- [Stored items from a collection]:

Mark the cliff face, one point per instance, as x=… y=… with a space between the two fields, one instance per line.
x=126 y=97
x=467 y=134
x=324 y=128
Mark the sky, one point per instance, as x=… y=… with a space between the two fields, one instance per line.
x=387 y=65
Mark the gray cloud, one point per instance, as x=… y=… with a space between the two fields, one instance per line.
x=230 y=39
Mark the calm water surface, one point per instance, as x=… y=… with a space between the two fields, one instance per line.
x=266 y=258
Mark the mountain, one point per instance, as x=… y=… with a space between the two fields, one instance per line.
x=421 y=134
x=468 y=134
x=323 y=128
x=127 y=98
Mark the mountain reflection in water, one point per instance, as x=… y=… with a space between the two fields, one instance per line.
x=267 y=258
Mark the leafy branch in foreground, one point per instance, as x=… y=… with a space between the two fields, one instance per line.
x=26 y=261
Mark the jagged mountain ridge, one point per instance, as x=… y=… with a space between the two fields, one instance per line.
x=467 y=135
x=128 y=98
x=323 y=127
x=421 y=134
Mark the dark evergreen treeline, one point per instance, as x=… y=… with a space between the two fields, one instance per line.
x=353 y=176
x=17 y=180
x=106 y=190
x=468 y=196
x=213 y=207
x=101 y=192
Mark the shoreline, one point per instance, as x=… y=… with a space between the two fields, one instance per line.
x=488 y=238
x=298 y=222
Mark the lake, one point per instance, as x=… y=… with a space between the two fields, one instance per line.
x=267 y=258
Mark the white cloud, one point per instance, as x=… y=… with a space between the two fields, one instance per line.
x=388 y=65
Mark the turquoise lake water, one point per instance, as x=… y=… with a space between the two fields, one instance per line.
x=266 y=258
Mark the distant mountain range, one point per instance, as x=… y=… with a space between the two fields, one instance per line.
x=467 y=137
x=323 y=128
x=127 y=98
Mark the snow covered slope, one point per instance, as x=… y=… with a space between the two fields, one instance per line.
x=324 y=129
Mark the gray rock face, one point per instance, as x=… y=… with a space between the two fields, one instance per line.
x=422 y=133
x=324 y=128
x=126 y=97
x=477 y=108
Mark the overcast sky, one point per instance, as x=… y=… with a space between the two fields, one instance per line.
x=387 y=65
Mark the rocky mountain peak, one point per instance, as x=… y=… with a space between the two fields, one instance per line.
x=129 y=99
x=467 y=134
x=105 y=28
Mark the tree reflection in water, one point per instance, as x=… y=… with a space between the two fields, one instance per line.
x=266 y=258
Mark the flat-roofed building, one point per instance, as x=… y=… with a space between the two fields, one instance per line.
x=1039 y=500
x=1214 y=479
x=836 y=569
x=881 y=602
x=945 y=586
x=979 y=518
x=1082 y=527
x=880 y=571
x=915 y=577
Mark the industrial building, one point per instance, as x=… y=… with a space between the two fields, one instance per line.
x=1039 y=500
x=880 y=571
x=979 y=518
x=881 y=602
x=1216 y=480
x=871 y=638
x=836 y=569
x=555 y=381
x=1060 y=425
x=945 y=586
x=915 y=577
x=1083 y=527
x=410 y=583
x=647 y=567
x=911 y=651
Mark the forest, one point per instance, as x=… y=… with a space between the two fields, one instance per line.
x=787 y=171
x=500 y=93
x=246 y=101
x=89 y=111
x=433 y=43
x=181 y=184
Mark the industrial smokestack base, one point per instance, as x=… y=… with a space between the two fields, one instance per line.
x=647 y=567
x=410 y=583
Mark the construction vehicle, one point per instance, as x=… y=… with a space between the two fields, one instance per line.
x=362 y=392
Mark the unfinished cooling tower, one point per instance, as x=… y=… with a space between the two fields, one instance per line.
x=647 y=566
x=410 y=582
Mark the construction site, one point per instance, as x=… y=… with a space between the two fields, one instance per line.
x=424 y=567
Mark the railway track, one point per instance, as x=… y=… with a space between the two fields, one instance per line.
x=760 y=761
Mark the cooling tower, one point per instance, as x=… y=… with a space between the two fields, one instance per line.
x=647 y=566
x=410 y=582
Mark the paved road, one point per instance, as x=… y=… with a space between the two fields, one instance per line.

- [Work order]:
Only the lines from the one containing "Mark the industrial smokestack" through the last line above belong in your answer. Retype them exactly.

- [Output for this exercise]:
Mark the industrial smokestack base, one point per instance, as x=… y=… with a space between the two fields, one instance per line.
x=647 y=567
x=410 y=583
Mark the construction vehicle, one point per instance, as x=… y=… with a space between the two fields, one instance per line.
x=362 y=392
Mark the unfinished cooling tower, one point per instance, as x=… y=… with a space between the two fields, one instance per line.
x=647 y=566
x=410 y=582
Mark the construction site, one point per instance, as x=… y=… with a space between the two fields, one instance per line.
x=424 y=567
Mark the railway track, one point per instance, as x=… y=… with a space between the two fields, one instance per line.
x=760 y=761
Mark the cooling tower, one point per instance, as x=… y=… with a space between the two fields, one instance per line.
x=647 y=566
x=410 y=582
Mark the paved road, one point per instance, as x=… y=… with a space between the two fields, one instance per line.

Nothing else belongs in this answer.